### Exercises to complete
• a. In the goat forum thread, how many does were found to be open when they were ultrasounded?
• b. Reproduce word for word the stretch of the goat forum thread from "Jasmine was in" through "is any good.".

### Selected excerpt
I keep telling him kune kune are not your normal pigs but he’s not buying it. The last ones got to be such a pain in the butt though. They peeled all the siding off my shed, attacked the dogs for their food and would go in the way when we would gather cows. They wouldn’t have caused this many issues if I could have kept them contained! Dang pigs lol
Dakota is so stinking adorable, but in a air head kinda way. It is so funny to see just how different she is from her mom. All the boys mom raised were just a nuts as she was.
Lol yes madhouse it works very well. But she is never a bully about it. As long as they nicely eat by her she has no issues with them and leaves them alone. The only down side that I have not been able to figure out is she loves to stand in the water troughs :/ I even bought her a kiddie pool just for her but she would rather the troughs. So I just use the empty protein tubs and have about 10 of them out there so I can dump the one she picked to get dirty that day. At least I have a very healthy oak tree from watering it every day lol


----------



## Moers kiko boars

Aww how funny. My Roam pony..I swear she is ADHD..love her. But everyone is coming in for feed..I have to keep calling her....to remind her to.come on. Then I rattle the bucket...and she says...Oh Ok.! Here she comes...till she sees something..like a bag in a tree...leaves floating by...anything that moves...lol lol .But she is a happy girl always chipper. Lol lol


----------



## AndersonRanch

Yes that is Dakota to a T as well! And there is no herding her anyplace, she has to follow but of course she gets side tracked. When we got them all in for shots she did that and I told the kids just leave her I don’t have time for her. She showed up for her shots but it was on her time lol hopefully her little brain wakes up when she has kids lol


----------



## Moers kiko boars

I laugh all the time at My Roan Pony. She holds her tail.up..and a few white hairs wave as she trots off(rofl)(rofl). Then she stops...checks out a bird...stone..leaf...and regroups...hold her tail up, and waves as she trots off another 50 ft...(rofl):shrugrofl)


----------



## toth boer goats

:heehee:


----------



## AndersonRanch

Lol well at least the ditzy ones make us laugh at least. It’s gotta be better then the crazy one that freak over the little things


----------



## AndersonRanch

The cursed year of 2020 strikes again! I was unsure of 6 does so finally had a minute and ultrasounded them. All open. Soooo either Sonny was too young and dumb to get the job done or he’s no good. Maybe the girls didn’t like him and beat him up too. I don’t know but I’m pretty depressed. All the girls that are open we’re either his or they were Snots which I had to take out after 3 weeks because he wouldn’t stay in his pen and I waited 2 weeks and put sonny in with them figuring there would only be a few to cover. In my defense there was only a few. 
Sooooo I will have a even smaller kidding season of only 18 girls. I have all the open girls next to the buck pens now and as they come into heat I’ll get them bred. I will be kidding all year long but better then waiting another year. 
Jasmine was in heat 2 weeks ago and I put her back in with sonny. If she comes back into heat I might just cut my losses and sell him. There is no place around here to test him and see if he is any good.

### Records supplied
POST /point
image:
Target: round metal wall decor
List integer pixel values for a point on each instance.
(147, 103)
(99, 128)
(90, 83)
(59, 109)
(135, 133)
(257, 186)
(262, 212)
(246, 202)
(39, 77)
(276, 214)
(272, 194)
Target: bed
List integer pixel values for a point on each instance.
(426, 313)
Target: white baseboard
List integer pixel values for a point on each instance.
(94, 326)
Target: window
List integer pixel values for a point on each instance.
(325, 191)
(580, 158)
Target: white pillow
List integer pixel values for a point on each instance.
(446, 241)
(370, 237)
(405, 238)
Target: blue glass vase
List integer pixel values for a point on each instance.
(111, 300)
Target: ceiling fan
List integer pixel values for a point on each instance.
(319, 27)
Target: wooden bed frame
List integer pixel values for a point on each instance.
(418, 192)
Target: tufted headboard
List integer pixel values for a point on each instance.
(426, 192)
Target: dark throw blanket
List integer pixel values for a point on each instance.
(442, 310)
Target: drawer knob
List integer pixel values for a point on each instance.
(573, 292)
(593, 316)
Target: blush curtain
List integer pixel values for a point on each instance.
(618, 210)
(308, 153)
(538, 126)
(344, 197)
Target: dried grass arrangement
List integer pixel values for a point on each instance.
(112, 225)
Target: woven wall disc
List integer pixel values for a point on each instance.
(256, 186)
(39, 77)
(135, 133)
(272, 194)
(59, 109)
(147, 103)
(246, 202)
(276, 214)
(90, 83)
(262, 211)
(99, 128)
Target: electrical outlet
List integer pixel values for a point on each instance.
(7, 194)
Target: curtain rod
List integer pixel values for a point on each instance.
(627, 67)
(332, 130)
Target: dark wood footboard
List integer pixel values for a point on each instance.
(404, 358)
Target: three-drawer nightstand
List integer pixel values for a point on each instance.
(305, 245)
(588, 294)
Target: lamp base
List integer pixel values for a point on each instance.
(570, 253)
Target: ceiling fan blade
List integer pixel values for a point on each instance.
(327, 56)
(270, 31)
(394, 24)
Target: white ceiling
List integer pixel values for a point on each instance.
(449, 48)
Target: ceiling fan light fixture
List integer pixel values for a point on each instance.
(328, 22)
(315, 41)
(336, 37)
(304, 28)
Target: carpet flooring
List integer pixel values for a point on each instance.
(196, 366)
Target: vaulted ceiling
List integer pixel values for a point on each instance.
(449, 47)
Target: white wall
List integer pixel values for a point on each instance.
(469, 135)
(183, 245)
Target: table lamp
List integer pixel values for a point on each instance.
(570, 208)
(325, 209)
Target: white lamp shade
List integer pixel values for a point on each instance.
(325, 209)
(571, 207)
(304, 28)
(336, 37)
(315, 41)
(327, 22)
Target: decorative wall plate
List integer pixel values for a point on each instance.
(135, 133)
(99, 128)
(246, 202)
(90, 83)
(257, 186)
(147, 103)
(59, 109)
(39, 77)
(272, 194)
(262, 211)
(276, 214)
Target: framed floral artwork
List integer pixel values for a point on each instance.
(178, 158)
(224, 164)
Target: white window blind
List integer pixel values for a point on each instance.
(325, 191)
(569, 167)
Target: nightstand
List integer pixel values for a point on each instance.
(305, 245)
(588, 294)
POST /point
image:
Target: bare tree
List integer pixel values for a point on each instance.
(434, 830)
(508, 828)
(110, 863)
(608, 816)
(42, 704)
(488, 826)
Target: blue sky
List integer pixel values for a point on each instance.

### Answers to this exercise
• a. Six does, all of them open.

• b.
Jasmine was in heat 2 weeks ago and I put her back in with sonny. If she comes back into heat I might just cut my losses and sell him. There is no place around here to test him and see if he is any good.